- _Location annotation dataset excerpts_
>> Start

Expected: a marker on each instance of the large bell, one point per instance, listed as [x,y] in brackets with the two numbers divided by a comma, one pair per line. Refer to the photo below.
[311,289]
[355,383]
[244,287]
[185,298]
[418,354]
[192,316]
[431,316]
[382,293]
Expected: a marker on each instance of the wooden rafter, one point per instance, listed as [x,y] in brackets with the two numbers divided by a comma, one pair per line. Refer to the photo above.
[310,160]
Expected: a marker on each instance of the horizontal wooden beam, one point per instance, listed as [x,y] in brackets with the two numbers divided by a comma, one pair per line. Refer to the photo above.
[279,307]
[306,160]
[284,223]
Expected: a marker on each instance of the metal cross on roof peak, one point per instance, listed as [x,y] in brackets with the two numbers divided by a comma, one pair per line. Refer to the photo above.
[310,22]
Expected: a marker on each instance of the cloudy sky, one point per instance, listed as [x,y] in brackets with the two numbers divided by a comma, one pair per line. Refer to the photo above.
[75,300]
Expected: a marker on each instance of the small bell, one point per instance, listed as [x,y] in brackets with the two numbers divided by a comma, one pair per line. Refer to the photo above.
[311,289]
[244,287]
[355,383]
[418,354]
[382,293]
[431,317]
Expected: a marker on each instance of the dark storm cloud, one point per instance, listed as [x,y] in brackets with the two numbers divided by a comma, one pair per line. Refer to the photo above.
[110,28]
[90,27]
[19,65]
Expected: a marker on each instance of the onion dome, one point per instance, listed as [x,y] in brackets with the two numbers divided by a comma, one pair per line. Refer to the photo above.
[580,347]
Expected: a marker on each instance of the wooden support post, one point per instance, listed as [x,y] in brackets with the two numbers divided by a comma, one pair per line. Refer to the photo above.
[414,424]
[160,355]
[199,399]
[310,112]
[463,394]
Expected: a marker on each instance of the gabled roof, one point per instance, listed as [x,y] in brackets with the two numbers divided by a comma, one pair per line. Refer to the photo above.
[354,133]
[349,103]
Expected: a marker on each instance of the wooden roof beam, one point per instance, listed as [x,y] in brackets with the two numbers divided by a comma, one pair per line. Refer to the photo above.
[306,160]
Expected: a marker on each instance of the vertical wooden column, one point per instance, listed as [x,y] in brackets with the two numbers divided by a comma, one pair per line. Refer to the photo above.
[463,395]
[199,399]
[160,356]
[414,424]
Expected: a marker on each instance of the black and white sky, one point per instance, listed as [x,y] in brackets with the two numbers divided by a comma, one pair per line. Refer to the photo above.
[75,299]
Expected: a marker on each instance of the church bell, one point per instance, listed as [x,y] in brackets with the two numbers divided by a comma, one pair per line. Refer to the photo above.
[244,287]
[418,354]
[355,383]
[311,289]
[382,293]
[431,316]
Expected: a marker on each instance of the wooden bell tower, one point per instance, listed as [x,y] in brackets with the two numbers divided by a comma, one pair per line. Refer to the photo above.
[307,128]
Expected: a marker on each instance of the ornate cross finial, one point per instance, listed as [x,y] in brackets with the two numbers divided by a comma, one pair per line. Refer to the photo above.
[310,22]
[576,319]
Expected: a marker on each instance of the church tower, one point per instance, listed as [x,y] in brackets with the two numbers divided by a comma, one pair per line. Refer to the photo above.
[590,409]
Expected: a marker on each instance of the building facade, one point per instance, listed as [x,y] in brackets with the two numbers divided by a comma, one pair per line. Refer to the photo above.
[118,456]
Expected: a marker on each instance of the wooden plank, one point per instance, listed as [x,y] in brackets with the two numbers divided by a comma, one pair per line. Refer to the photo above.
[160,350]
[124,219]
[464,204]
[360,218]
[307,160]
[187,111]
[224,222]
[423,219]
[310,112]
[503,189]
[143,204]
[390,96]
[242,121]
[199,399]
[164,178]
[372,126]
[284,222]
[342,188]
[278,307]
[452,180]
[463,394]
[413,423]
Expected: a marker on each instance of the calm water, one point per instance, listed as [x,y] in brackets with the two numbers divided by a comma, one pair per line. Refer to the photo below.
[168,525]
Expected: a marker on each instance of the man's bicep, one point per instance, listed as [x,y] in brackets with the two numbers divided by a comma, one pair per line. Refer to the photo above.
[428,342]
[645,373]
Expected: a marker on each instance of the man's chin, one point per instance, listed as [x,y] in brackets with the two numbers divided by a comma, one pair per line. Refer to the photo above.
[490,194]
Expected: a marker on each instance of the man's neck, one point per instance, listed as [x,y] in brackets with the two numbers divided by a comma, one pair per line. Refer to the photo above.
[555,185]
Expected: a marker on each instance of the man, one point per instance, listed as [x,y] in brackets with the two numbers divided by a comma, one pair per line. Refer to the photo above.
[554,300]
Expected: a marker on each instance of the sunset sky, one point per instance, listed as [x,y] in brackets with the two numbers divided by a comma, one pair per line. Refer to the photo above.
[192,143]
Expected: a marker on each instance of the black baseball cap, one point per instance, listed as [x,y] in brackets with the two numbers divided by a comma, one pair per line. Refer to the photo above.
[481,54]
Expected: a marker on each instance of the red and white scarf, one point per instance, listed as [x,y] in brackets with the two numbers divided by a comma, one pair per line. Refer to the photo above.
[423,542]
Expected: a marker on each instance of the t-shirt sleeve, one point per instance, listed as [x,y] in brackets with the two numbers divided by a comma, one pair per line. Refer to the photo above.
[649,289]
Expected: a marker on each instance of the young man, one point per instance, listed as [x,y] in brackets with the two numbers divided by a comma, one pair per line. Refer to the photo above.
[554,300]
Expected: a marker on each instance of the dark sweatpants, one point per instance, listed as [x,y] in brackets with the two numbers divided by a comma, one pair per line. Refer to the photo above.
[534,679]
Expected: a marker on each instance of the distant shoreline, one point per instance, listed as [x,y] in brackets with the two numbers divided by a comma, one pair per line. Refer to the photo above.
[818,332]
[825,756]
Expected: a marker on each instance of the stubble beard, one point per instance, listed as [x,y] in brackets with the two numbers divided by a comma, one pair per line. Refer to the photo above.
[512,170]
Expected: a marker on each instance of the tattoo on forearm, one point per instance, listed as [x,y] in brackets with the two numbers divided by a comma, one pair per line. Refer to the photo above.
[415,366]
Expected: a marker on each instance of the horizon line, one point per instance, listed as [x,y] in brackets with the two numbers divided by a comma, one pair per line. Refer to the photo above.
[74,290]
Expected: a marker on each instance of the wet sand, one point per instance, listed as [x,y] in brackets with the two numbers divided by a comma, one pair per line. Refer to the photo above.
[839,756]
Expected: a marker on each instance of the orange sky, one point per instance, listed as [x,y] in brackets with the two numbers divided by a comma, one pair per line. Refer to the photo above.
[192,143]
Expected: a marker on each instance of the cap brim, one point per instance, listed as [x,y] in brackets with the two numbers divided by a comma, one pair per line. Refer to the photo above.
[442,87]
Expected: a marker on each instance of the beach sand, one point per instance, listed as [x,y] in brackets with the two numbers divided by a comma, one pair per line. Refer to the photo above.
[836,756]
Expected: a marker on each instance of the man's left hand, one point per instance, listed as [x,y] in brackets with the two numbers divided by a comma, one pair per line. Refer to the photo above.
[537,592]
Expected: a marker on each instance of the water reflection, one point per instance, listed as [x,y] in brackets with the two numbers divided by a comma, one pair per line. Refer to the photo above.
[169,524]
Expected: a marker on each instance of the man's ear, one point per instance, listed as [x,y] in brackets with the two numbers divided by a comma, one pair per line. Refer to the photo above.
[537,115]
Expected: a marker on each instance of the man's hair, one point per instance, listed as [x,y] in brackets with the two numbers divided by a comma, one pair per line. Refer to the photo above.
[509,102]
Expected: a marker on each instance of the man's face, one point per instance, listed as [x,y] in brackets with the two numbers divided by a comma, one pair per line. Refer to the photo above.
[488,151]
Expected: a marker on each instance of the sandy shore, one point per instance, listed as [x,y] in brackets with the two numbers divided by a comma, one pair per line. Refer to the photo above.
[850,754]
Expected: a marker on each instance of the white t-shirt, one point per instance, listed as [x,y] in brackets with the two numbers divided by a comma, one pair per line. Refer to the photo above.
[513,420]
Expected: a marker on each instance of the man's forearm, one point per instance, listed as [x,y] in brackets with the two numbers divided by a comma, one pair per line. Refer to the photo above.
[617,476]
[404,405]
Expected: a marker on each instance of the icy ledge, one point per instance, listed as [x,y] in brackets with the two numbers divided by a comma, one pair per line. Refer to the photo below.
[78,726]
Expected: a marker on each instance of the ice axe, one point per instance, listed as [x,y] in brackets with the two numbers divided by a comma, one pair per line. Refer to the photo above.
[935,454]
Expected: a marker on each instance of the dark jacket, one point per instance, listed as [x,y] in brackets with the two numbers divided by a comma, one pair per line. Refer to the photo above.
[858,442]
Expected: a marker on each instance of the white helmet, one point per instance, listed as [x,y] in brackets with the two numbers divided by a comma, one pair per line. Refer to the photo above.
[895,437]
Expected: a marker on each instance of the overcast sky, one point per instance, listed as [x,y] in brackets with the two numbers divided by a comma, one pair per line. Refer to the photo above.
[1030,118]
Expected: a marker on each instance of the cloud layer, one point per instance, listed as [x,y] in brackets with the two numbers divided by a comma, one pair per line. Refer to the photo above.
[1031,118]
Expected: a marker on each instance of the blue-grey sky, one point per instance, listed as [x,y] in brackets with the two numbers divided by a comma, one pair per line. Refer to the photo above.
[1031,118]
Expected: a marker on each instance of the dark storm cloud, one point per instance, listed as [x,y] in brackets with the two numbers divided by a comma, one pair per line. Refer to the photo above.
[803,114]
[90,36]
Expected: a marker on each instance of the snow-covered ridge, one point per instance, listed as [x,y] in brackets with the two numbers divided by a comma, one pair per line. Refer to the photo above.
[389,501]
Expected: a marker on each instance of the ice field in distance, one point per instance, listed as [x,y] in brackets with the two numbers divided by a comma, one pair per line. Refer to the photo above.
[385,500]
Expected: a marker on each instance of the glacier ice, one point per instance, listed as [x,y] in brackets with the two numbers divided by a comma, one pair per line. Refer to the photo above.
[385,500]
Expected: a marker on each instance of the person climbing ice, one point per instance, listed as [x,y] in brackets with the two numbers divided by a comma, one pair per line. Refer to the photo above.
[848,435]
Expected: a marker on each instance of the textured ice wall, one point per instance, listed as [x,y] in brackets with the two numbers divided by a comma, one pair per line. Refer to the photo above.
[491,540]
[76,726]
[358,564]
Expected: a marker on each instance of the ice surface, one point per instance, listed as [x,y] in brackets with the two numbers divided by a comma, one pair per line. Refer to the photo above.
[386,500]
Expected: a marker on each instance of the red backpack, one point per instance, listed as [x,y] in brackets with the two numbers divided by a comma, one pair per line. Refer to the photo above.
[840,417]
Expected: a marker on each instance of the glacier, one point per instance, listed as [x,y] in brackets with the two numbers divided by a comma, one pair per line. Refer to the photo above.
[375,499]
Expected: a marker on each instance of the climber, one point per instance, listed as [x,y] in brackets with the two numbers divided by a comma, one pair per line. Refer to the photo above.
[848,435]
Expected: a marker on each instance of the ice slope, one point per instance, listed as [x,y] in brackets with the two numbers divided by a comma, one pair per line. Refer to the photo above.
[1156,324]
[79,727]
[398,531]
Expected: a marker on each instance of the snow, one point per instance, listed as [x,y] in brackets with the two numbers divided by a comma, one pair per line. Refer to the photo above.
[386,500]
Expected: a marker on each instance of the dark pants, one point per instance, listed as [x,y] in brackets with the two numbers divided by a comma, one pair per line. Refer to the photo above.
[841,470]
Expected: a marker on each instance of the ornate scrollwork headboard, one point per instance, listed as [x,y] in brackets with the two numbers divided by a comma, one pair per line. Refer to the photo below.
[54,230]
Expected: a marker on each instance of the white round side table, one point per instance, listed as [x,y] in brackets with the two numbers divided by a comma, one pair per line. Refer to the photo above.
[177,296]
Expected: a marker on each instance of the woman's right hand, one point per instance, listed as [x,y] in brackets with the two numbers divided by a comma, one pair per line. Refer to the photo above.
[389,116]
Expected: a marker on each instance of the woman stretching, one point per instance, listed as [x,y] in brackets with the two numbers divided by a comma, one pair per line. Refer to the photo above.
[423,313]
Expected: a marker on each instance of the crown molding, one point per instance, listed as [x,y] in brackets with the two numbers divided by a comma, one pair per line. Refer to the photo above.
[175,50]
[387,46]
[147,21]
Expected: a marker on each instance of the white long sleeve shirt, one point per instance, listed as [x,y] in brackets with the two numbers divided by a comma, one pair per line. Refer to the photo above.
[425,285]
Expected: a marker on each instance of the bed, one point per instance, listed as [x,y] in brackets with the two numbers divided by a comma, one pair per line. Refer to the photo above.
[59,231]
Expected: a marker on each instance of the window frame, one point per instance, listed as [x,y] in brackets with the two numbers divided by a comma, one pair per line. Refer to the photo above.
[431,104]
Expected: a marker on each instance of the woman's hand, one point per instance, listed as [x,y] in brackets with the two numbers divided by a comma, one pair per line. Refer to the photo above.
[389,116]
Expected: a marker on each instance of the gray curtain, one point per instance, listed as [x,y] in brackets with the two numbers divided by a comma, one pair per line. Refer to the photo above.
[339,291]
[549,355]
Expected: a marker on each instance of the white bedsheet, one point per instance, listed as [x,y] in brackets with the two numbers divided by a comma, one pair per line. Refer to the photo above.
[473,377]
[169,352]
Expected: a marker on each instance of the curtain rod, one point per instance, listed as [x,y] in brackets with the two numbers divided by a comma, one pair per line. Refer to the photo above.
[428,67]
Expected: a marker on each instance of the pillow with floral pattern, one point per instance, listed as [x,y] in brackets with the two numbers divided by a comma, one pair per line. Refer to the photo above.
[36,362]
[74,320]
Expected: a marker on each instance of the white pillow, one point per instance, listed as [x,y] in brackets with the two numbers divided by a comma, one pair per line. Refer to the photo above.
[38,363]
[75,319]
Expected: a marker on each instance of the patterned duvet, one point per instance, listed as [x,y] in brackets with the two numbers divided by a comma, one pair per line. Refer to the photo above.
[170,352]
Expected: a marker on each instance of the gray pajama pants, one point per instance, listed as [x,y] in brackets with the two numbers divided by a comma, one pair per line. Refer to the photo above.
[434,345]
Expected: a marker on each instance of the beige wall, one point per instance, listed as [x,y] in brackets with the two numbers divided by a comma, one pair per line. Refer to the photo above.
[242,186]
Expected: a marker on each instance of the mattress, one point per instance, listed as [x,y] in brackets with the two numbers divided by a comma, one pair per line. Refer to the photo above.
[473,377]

>> End

- _EXERCISE BRIEF_
Output the line holding "Expected: a marker on each instance of the pillow", then every later line through the end of the records above, exactly as given and nothing else.

- _OUTPUT FOR THIS TASK_
Expected: a marker on each instance of the pillow with floral pattern, one point per instance, listed as [x,y] in brackets with the two numbers divided by a comma, one pair per line. Refer to the photo above.
[36,362]
[74,320]
Expected: a marker on each instance of the white pillow, one point per instance, listed as [x,y] in brackets with the two numbers divided by a comma, one pair per line. Refer to the photo above.
[38,363]
[75,319]
Expected: a marker on each instance of the patterned duvet, one point per instance, listed as [x,y] in brackets with the two numbers divided by a comma, one pair per line. Refer to the photo above.
[170,352]
Expected: a marker on each instance of the gray pajama pants, one point per instance, listed as [x,y] in brackets with the two numbers divided by a comma, one pair per line. Refer to the photo above.
[434,345]
Expected: a marker on each instance of the beige wall, one point per instance, listed as [x,y] in brackets with the two numbers divided by a comma, one pair per line. Refer to the photo above.
[242,186]
Expected: a marker on each instance of the mattress, one point per instance, listed as [x,y] in brackets with the two numbers divided by a comma, one pair per line. Refer to the photo above.
[473,377]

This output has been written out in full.